What you need to do: Copy out the rows below word for word, starting at the line that contains "the form [333,384]." and ending at the last line of the rows.

Excerpts from a pointing dataset:
>>>>
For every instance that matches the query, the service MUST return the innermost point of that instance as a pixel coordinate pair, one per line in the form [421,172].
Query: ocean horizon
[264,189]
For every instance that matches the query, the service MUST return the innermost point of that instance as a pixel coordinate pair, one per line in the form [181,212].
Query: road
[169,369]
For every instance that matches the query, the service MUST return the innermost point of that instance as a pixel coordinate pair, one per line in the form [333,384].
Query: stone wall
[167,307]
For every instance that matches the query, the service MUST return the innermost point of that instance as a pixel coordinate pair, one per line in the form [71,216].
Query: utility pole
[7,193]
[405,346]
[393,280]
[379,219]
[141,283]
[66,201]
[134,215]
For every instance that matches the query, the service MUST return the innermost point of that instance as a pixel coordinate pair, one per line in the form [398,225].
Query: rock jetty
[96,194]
<<<<
Exercise response:
For every instance that matches the query, the service MUST return the innermost point of that instance as a pixel coordinate pair, one per line in the form [333,384].
Query: stone wall
[167,307]
For every instance that matches the query, the service MUST return the innermost point of that instance as a pixel coordinate pair, one per line in the form [71,216].
Query: utility pole
[7,193]
[405,346]
[393,280]
[379,219]
[141,283]
[66,201]
[134,215]
For every instance that matches the query, the service MUST return the innermost point of that instance as a pixel coordinate pair, one per line in the form [398,225].
Query: rock jetty
[96,194]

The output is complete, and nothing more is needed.